Items from a data source

------------

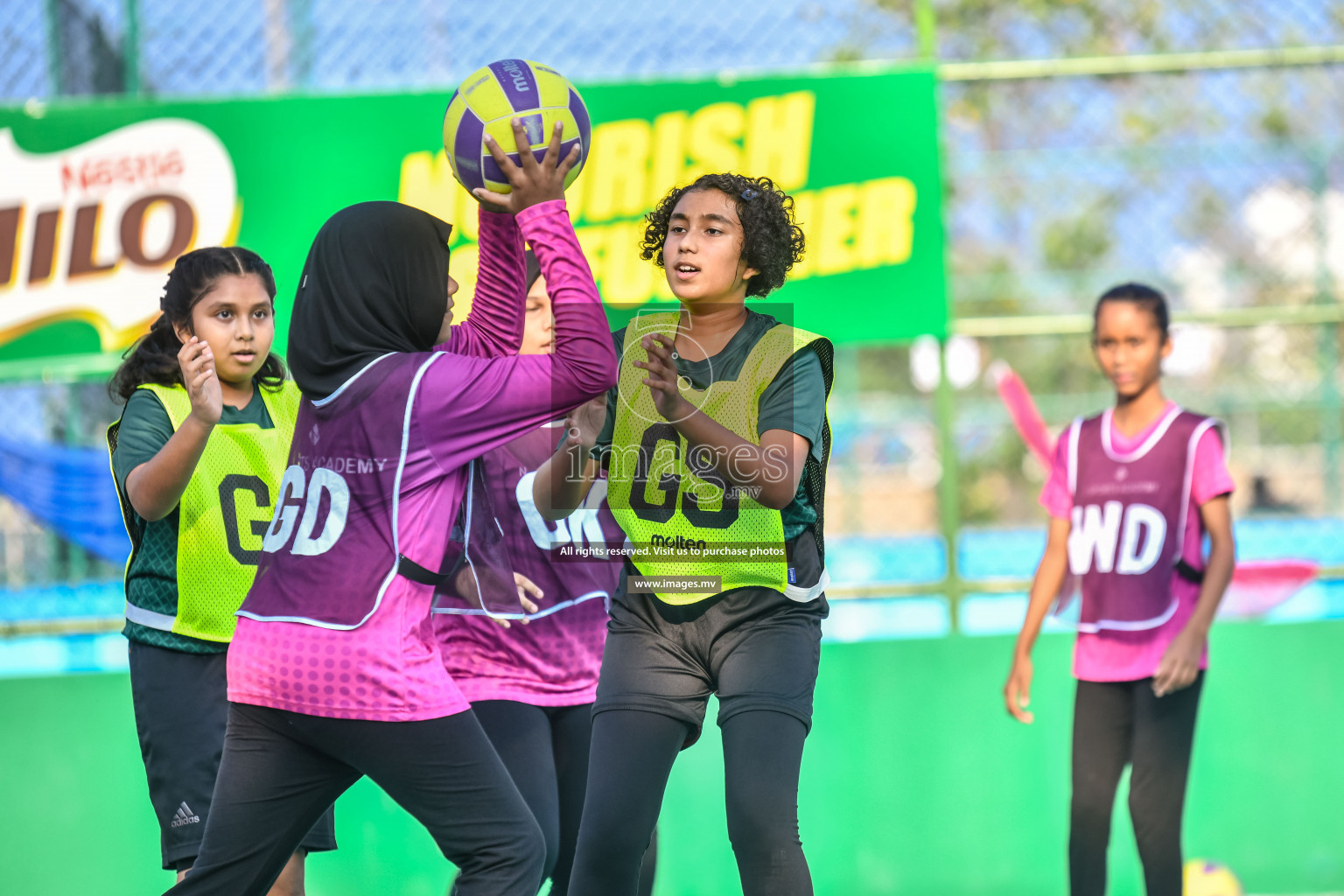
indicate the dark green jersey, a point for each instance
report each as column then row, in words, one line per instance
column 796, row 401
column 152, row 578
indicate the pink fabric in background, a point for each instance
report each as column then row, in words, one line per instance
column 479, row 396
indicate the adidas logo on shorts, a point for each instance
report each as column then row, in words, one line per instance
column 185, row 817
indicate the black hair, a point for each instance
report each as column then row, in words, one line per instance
column 153, row 358
column 772, row 241
column 1141, row 294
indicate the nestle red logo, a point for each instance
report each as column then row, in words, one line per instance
column 102, row 172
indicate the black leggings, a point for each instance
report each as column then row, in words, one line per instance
column 281, row 770
column 629, row 767
column 1124, row 723
column 546, row 751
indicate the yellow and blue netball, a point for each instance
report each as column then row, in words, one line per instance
column 486, row 103
column 1210, row 878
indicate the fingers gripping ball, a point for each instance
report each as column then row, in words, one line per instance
column 491, row 98
column 1210, row 878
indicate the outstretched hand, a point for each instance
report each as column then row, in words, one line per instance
column 663, row 378
column 1018, row 690
column 533, row 182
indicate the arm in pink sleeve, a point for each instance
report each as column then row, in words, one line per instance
column 494, row 328
column 1055, row 496
column 1210, row 479
column 469, row 404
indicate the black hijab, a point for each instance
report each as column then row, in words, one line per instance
column 375, row 283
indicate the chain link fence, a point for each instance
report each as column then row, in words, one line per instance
column 1219, row 182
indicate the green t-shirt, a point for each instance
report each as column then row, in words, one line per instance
column 152, row 578
column 796, row 401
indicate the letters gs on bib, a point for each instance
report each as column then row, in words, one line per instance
column 1123, row 539
column 300, row 522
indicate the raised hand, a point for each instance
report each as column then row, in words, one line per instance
column 584, row 424
column 198, row 375
column 533, row 182
column 663, row 378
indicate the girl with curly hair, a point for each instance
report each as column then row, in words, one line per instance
column 715, row 444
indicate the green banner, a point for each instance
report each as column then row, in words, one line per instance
column 97, row 199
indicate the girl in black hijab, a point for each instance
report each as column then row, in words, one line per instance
column 335, row 672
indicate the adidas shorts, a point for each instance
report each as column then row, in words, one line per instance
column 182, row 710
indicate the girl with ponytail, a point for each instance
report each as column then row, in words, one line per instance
column 197, row 458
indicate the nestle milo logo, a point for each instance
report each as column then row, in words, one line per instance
column 89, row 233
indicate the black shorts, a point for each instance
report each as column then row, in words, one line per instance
column 754, row 648
column 182, row 710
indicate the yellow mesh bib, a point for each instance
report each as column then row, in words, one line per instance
column 667, row 501
column 223, row 512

------------

ASSIGNMENT: Could every line above be set down exactly, with the pictures omitted?

RESPONSE BELOW:
indicate the dark green jersey, a point for each instance
report each as column then row, in words, one line per instance
column 796, row 401
column 152, row 578
indicate the pink fabric in background, a point for each instance
report each as column then row, in words, one line per instance
column 479, row 396
indicate the adidas logo on shorts, a point for each instance
report each as column then row, in words, one line per instance
column 185, row 817
indicate the black hair, a point for each instance
report each as column then row, in words, one line per instance
column 153, row 358
column 772, row 241
column 1141, row 294
indicate the nestle red logo, a point for each instance
report each as column then row, in words, one line per instance
column 102, row 172
indicate the black leggings, a point for each instance
report each as column then row, in words, one line per instance
column 281, row 770
column 629, row 767
column 1124, row 723
column 546, row 751
indicate the yellow and blue netball, a point for each instance
report each as column then row, in words, one line per instance
column 486, row 103
column 1210, row 878
indicate the fingers gripping ball, a point for each instance
report each as column then row, in words, one line per instance
column 491, row 98
column 1210, row 878
indicate the outstretched hand, a point for each instance
report each as column then row, in words, one line per instance
column 663, row 378
column 1018, row 690
column 533, row 182
indicate the arm in pink sleeve, a point for each instance
report each as column then row, in words, one line per instance
column 494, row 328
column 1055, row 496
column 1210, row 479
column 469, row 404
indicate the black hijab, a point for each instance
report each as column then row, in words, one line per instance
column 375, row 283
indicate the chain link fence, a point for each instance
report each as column then row, in words, one line per instance
column 1219, row 182
indicate the green t-shirt, a point for each instance
report each as column then row, in words, one line per instance
column 152, row 578
column 796, row 401
indicate the letters gs on bib, a point for each instance
report each as column then row, in words, one line per instance
column 1123, row 539
column 300, row 522
indicate the raised hand, a point for each instance
report each as column then row, in words, one line per instance
column 584, row 424
column 198, row 375
column 533, row 182
column 663, row 378
indicate the girl with curly hair, a point for each instance
report each as column then row, in words, one line per instance
column 715, row 444
indicate the green banner, a point for each instance
report each as column then row, in words, one line per instance
column 97, row 199
indicate the girl in black hijab, a point for each instance
report each as column then row, in words, one line per instance
column 335, row 672
indicate the adidas shorts, a point for each instance
report each as column then row, in words, one line per instance
column 182, row 710
indicate the girl with ponytail, a point for each instance
report each as column then row, in words, one line per instance
column 197, row 458
indicate the nestle milo logo, a point for each instance
report each as column then row, in words, one line per instance
column 89, row 233
indicate the black shorts, a point for each instance
report each as column then row, in words, one line per instance
column 754, row 648
column 182, row 710
indicate the yellow mesh bib, a point for each instance
report each as column then row, in words, one line per instance
column 667, row 501
column 223, row 512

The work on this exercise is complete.